▶ Data lines
::::::

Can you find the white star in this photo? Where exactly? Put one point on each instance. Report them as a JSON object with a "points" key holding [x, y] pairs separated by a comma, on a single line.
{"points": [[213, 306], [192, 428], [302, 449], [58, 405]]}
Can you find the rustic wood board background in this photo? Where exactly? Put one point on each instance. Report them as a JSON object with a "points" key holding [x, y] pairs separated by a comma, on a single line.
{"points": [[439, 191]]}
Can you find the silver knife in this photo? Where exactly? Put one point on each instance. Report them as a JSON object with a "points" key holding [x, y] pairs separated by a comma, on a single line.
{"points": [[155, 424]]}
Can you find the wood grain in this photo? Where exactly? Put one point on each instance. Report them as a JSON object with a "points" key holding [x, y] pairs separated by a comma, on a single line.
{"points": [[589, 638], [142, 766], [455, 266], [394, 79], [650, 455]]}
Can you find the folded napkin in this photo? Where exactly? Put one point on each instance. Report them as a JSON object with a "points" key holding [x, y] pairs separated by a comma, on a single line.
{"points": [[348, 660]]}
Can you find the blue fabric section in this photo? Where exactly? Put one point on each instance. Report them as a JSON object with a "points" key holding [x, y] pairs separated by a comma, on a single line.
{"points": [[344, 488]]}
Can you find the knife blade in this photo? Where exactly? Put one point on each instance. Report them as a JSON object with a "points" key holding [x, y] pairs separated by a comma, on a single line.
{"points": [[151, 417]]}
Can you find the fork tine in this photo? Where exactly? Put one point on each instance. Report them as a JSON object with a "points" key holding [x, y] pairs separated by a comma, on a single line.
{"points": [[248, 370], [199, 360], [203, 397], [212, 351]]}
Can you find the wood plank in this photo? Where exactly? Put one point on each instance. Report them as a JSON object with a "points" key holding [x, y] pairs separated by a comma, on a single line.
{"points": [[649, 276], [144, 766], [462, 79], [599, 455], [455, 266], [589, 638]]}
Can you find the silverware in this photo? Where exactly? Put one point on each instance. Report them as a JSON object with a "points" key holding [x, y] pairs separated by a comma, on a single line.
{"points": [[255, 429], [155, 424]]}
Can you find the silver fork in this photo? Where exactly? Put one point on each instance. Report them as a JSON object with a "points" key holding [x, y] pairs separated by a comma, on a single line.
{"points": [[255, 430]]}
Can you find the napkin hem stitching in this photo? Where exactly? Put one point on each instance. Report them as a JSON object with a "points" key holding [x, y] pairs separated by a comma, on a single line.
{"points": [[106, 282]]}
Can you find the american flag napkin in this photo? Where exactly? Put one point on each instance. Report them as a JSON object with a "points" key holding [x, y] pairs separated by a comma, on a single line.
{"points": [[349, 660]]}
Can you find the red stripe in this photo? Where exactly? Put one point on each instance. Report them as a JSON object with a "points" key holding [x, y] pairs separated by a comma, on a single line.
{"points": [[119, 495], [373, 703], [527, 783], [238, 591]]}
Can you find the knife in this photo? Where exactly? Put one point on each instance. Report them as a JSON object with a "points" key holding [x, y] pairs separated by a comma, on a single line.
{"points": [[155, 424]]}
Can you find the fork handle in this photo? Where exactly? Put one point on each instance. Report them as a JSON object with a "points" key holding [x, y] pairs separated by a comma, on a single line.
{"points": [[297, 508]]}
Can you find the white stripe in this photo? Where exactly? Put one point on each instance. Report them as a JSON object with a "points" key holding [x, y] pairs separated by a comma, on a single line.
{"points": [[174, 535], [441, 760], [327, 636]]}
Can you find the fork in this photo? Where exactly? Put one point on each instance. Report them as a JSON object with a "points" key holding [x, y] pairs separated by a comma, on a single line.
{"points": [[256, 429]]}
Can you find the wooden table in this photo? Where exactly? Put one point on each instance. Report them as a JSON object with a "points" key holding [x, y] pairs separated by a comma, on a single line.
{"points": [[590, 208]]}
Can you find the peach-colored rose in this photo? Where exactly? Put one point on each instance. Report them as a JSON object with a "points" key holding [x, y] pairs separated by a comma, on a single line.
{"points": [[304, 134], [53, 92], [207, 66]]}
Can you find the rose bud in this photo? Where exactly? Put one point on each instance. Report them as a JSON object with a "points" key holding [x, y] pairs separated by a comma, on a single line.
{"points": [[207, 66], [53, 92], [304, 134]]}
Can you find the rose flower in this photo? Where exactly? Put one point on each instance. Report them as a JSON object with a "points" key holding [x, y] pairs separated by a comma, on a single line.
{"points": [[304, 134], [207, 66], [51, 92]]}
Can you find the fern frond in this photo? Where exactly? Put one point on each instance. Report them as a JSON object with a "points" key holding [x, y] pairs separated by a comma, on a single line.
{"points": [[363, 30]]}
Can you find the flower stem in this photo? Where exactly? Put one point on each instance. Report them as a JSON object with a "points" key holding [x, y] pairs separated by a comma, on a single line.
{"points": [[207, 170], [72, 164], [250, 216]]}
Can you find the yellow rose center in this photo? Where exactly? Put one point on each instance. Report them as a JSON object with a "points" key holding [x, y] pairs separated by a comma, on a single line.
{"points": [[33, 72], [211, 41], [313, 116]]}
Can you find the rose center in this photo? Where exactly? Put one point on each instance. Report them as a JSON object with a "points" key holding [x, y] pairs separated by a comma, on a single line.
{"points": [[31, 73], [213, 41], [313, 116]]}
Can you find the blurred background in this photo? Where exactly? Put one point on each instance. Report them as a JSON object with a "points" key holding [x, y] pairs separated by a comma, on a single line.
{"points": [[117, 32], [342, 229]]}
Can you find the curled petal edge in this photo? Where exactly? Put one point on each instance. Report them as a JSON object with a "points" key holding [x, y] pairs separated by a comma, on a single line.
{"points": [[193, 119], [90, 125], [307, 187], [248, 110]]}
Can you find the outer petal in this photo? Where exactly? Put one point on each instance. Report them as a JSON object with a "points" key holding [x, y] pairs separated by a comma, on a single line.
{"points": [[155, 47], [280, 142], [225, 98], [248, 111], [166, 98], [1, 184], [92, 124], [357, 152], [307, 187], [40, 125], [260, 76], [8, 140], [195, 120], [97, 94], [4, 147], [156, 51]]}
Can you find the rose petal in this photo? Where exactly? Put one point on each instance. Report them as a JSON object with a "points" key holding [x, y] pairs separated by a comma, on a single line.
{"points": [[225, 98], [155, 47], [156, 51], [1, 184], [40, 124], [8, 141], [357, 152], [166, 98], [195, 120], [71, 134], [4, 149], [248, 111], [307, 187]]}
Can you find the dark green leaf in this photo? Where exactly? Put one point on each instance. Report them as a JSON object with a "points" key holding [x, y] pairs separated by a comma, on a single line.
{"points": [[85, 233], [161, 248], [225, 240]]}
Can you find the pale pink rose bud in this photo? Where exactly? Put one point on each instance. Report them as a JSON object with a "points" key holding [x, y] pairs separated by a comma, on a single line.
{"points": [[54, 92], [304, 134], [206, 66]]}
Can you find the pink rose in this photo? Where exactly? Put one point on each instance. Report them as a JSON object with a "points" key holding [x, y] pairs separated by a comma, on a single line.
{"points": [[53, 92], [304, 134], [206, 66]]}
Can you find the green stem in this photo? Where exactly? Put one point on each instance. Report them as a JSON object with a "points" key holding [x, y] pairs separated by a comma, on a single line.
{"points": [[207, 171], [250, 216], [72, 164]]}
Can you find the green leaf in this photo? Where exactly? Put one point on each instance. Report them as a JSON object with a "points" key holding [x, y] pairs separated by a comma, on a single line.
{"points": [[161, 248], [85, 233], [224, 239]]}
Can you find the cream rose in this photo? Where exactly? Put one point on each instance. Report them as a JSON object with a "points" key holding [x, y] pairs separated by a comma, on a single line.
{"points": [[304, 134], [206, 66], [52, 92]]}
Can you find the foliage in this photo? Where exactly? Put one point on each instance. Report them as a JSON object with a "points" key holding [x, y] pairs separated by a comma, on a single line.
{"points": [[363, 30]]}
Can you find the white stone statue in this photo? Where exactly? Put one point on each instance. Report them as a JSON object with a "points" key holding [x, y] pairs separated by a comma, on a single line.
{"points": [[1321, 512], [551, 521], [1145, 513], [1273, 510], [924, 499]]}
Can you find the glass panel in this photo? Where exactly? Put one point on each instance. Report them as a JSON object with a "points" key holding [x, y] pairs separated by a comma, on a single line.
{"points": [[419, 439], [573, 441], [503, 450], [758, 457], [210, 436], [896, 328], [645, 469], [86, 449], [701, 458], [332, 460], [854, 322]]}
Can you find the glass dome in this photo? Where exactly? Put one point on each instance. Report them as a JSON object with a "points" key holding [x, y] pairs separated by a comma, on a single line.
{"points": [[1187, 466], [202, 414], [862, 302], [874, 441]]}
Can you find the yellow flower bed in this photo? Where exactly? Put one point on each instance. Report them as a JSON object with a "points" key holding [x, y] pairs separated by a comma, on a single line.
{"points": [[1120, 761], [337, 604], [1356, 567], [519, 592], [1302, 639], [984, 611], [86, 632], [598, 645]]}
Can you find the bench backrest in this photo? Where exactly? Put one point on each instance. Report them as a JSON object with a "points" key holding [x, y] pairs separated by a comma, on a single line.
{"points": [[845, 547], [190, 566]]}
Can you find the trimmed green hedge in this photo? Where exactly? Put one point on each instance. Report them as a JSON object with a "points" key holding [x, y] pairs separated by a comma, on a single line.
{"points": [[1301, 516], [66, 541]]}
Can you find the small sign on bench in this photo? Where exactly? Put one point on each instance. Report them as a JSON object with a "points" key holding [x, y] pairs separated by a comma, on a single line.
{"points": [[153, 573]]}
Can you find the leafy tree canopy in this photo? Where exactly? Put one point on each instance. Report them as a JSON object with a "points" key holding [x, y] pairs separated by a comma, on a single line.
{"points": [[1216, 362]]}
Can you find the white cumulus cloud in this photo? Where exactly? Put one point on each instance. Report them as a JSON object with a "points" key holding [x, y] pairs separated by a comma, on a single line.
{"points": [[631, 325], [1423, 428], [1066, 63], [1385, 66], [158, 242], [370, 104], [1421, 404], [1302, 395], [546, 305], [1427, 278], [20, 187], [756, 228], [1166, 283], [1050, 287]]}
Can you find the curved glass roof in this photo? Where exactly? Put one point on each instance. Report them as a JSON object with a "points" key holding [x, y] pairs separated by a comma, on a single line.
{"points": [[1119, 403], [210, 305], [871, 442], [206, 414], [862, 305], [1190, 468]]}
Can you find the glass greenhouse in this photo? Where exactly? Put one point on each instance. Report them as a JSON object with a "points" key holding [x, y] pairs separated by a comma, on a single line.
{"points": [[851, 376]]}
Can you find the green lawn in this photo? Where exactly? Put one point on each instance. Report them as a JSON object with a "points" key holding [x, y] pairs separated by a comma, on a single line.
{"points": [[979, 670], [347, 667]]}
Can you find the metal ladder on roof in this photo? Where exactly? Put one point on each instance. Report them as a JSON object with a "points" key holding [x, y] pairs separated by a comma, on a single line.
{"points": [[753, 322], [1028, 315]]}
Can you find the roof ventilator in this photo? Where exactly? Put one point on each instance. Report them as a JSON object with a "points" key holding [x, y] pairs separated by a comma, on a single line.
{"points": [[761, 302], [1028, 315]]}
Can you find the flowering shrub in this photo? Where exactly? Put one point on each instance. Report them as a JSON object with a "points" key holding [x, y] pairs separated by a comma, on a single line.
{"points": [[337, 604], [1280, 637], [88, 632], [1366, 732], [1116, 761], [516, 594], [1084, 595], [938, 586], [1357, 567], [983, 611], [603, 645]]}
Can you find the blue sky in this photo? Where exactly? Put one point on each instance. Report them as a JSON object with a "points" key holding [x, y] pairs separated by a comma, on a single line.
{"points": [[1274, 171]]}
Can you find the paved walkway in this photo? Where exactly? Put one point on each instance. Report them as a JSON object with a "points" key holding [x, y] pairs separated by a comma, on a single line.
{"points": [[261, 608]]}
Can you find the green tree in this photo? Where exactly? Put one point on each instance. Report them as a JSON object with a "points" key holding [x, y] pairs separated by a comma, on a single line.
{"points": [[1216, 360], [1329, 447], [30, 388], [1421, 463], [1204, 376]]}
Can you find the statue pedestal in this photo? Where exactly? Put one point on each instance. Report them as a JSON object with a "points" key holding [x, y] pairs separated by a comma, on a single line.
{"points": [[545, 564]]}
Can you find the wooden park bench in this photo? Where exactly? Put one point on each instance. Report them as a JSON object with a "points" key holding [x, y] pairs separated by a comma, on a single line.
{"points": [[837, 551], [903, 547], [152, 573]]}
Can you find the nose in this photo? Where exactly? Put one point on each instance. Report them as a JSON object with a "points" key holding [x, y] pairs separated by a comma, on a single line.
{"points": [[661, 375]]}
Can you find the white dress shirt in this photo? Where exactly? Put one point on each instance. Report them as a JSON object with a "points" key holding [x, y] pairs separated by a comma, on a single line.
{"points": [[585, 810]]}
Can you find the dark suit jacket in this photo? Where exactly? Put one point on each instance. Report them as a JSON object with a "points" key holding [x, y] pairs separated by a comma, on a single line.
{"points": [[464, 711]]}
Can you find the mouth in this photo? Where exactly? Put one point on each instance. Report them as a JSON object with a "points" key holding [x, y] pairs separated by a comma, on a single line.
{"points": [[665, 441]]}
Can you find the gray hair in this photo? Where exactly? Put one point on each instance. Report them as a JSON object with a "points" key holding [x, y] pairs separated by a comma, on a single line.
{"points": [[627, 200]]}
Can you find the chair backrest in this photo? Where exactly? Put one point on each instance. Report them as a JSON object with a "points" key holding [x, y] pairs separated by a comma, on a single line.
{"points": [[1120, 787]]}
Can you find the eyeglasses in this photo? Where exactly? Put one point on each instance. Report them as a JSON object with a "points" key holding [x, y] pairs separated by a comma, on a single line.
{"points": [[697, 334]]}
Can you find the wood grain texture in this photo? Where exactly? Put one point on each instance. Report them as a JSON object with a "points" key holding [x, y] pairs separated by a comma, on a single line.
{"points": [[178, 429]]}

::::::

▶ Your goal
Extract the closing run of lines, starting with the one containing "Can you find the chair" and ending at the last, exactly as written.

▶ Finished exercise
Can you find the chair backrest in this photo? Where exactly? Put one point on each instance. Report them as a JSON object with a "points" key holding [x, y] pairs separated by a comma, on a single line.
{"points": [[1120, 787]]}
Can you find the eyeglasses in this photo? Where exactly? Put one point on each instance. Report them as a JSON object with a "points" key holding [x, y] pairs separated by a comma, on a single line.
{"points": [[697, 334]]}
Can you find the wood grain texture in this photo? Where exactly? Put one point on each instance. Report them as a JSON object with a "points" key holding [x, y] pairs separated by a comma, on a single line.
{"points": [[178, 429]]}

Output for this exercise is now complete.